■ Aim:
The entries that follow should be written out exactly.

======== Dataset entries

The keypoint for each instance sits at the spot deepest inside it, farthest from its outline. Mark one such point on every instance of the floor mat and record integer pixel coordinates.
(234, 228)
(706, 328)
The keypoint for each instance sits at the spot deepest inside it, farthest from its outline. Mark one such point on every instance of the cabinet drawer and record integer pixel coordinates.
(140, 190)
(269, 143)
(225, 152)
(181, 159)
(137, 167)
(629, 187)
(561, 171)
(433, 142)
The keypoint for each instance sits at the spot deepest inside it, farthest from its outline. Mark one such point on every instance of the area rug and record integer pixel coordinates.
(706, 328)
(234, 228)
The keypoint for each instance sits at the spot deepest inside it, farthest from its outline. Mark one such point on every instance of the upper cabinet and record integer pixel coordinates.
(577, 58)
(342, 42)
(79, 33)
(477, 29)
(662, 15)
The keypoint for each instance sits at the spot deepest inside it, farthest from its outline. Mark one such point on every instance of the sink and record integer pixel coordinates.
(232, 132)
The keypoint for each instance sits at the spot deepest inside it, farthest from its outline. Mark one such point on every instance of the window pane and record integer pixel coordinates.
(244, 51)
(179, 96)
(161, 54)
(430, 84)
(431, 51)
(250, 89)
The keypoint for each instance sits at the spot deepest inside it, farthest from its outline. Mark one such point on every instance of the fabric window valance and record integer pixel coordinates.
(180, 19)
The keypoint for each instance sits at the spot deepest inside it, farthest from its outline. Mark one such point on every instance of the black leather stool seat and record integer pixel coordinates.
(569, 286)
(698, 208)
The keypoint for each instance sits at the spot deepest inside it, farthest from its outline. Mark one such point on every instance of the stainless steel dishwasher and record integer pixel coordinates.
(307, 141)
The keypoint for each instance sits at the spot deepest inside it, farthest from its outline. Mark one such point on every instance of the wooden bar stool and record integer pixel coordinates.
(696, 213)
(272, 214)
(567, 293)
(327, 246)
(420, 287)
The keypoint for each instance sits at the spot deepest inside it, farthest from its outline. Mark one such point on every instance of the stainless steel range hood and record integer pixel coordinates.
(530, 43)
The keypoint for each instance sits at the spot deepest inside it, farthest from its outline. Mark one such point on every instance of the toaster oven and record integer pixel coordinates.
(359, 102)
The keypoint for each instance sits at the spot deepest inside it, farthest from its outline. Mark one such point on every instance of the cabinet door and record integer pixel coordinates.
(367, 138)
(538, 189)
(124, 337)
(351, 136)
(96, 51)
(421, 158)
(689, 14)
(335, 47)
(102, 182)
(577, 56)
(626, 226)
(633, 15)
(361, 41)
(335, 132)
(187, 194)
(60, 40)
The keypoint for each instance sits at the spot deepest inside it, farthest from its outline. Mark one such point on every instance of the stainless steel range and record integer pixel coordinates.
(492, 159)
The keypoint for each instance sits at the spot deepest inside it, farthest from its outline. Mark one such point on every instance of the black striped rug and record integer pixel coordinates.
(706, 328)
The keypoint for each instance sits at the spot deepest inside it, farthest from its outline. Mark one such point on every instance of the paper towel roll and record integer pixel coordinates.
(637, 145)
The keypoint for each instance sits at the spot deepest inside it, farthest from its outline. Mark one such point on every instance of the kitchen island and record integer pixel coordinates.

================

■ The solution:
The keypoint for each instance sits at the spot deepest inside it, farthest from its outline. Mark one such point on every instance of the floor mat and record integer pixel coordinates.
(234, 228)
(706, 328)
The keypoint for each instance sits at the spot deepest inside it, farthest from its outline. Mark one such point on every instance of the cabinet drawer and record integer pixel coordinates.
(140, 190)
(269, 143)
(225, 152)
(181, 159)
(137, 167)
(629, 187)
(561, 171)
(433, 142)
The keypoint for each instance sits at the spot deepest inside it, farthest from its outline. Mark one such point on every instance of the area rug and record integer pixel coordinates.
(706, 328)
(234, 228)
The keypoint for each instance sits at the spot deepest inside it, farthest from its outline. Mark one such point on every instance of the upper cabinet and record integer pixel coordinates.
(577, 58)
(342, 42)
(79, 33)
(477, 29)
(662, 15)
The keypoint for each instance sits at the spot deepest inside it, farthest from its outline. Mark one such point on every instance of the sink and record integer pixel coordinates.
(232, 132)
The keypoint for each instance sits at the spot deepest inside it, farthest from its outline. Mark one such point on every instance of the window pane and record integer pixel coordinates.
(244, 51)
(179, 96)
(161, 54)
(430, 84)
(431, 51)
(250, 89)
The keypoint for each instance sits at the spot deepest inside it, farthest from its outline. Mark one such point on every instance of the fabric window valance and record integer pixel coordinates.
(180, 19)
The keypoint for each instance sits at the spot deepest inside it, farthest from its outline. Mark one such point on every instance of the black leather stool seat and record integer pixel coordinates.
(569, 286)
(698, 208)
The keypoint for each instance sits at the spot deepest inside it, farthest from its outline. Mark one such point on every instance of the stainless steel dishwasher and record integer pixel coordinates.
(307, 141)
The keypoint for each instance sits at the spot deepest inside it, farthest from its outline. Mark one such point on every instance of the wooden bar stool and record integer pixel coordinates.
(696, 213)
(272, 214)
(567, 293)
(327, 246)
(420, 287)
The keypoint for each instance sits at the spot deepest inside it, farthest from its outline. Mark one such point on every instance of the stainless steel range hood and record integer pixel coordinates.
(530, 43)
The keypoint for each instance sits at the spot deepest inside it, farthest from its outline. Mark one such point on every instance of the toaster oven and record integer pixel coordinates.
(359, 102)
The keypoint for each instance sits at the spot deepest inside it, farthest from its outline. Mark one such point on every instance of the cabinet door and record integer pixel coordinates.
(367, 138)
(538, 189)
(124, 337)
(351, 136)
(96, 51)
(421, 158)
(689, 14)
(335, 47)
(102, 182)
(577, 56)
(626, 226)
(633, 15)
(361, 41)
(335, 132)
(187, 194)
(60, 40)
The keypoint for each instance sits at the spot deepest inside it, farthest from its outline. Mark one such point on every instance of the stainless steel range and record integer pixel coordinates.
(492, 159)
The keypoint for each instance sits at the spot deepest inside it, farthest from its outline. Mark one such point on every instance of the black striped rug and record integer pixel coordinates.
(706, 328)
The keypoint for each instance sits at the spot deepest inside it, farthest from its outline. Mark one such point on every instance of the paper towel roll and record integer pixel coordinates.
(637, 145)
The keypoint for each instance sits at the spot deepest inside it, farthest from its outline. Mark one such point on every instance of the kitchen island and record integer pixel coordinates.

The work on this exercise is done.